--- begin ---

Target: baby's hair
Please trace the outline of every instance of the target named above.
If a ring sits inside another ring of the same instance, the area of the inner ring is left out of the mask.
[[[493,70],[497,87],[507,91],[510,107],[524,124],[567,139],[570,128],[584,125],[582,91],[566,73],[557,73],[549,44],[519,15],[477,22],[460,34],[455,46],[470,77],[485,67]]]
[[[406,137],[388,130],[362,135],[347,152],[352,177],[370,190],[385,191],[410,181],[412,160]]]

--- end ---
--- begin ---

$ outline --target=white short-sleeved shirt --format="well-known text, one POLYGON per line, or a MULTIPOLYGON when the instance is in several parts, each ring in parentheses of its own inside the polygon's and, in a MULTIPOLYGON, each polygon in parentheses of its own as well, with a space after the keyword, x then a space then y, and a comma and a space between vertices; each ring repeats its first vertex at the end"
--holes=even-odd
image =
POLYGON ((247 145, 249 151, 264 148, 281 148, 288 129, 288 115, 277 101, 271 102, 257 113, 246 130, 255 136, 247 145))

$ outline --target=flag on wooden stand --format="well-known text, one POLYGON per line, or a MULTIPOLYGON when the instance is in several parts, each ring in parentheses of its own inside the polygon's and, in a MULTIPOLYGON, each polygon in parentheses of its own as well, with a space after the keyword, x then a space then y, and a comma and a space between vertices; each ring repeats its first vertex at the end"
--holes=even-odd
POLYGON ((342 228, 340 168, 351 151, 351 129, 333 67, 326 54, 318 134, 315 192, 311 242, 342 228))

--- end ---
--- begin ---

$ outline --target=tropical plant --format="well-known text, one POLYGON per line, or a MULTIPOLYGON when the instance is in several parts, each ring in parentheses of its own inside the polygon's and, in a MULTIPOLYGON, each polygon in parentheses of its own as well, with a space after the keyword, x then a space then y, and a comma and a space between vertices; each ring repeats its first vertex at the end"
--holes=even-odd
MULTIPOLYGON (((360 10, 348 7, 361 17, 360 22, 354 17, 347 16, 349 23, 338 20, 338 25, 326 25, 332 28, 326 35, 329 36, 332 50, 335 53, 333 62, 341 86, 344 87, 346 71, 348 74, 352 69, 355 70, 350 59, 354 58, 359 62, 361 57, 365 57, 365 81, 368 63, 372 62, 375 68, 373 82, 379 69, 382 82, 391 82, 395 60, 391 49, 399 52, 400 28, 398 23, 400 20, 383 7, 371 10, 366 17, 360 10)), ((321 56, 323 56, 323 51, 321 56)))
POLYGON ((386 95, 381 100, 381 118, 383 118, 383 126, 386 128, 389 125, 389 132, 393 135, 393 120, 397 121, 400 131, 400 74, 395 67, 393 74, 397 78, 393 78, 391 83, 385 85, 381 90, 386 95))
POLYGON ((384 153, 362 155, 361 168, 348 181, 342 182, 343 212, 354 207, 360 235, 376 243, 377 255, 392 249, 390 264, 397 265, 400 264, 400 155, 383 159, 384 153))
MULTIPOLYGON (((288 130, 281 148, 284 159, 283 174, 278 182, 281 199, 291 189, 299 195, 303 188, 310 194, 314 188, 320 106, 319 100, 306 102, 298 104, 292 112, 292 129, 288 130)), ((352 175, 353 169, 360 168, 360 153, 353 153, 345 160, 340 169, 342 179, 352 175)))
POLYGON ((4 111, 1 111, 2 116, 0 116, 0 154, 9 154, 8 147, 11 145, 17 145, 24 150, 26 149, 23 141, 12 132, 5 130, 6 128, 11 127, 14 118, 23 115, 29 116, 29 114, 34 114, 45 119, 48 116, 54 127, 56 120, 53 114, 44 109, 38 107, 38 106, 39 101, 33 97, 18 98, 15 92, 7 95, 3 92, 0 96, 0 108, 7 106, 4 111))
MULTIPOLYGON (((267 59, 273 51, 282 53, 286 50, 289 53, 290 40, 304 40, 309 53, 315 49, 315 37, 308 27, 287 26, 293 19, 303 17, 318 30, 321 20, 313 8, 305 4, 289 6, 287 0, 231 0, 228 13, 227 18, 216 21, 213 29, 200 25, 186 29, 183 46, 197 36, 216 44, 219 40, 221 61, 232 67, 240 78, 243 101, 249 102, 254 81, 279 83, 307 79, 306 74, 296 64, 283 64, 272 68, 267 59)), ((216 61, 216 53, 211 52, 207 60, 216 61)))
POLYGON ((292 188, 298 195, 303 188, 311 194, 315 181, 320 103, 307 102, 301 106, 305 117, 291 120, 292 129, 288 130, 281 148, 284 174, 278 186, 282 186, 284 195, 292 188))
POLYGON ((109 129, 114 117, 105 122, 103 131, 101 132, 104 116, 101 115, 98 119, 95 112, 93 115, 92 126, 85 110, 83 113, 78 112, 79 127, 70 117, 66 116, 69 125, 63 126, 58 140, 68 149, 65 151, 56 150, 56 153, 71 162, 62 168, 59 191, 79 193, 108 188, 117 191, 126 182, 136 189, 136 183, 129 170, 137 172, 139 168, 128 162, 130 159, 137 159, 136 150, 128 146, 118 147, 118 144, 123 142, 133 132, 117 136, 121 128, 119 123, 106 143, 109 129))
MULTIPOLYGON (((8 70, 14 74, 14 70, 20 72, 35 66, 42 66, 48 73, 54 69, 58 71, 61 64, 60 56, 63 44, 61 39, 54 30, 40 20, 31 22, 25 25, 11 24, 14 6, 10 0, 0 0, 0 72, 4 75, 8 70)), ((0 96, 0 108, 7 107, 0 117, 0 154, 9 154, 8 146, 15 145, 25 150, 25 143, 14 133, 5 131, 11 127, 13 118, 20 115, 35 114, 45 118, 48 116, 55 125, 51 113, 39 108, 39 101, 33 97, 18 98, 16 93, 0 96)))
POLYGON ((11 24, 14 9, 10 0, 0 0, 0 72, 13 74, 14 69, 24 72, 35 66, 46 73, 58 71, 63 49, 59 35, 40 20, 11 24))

--- end ---

▶ **CHALLENGE**
Please return every line above that contains the word "outline".

▶ **EXERCISE ANSWER**
Please trace the outline of every instance of the target named above.
$ outline --target=white short-sleeved shirt --format="well-known text, one POLYGON per line, or a MULTIPOLYGON when the instance is in several parts, each ring in parentheses of its own inside the polygon's and, in a MULTIPOLYGON, each polygon in parentheses of its own as well, with a space after the keyword, x then a space then y, and a comma and a space between vertices; each ring repeats its first vertex at the end"
$ outline --target=flag on wooden stand --format="well-known text, one POLYGON per line, or a MULTIPOLYGON when the instance is in several parts, each ring in parentheses of its own inside the polygon's and, in a MULTIPOLYGON, each polygon in parentheses of its own as well, with a space after the keyword, x then a space then y, and a comma and a space between vertices; each ring repeats its first vertex at the end"
$ outline --target=tropical plant --format="well-known text, one POLYGON per line, or a MULTIPOLYGON when the instance is in several parts, each ring in parentheses of its own inside the polygon's and, in a MULTIPOLYGON, each polygon in parentheses of its own as well, with a space after the keyword, x then a space then y, and a comma and a space between vertices; each ring repeats its first vertex at the end"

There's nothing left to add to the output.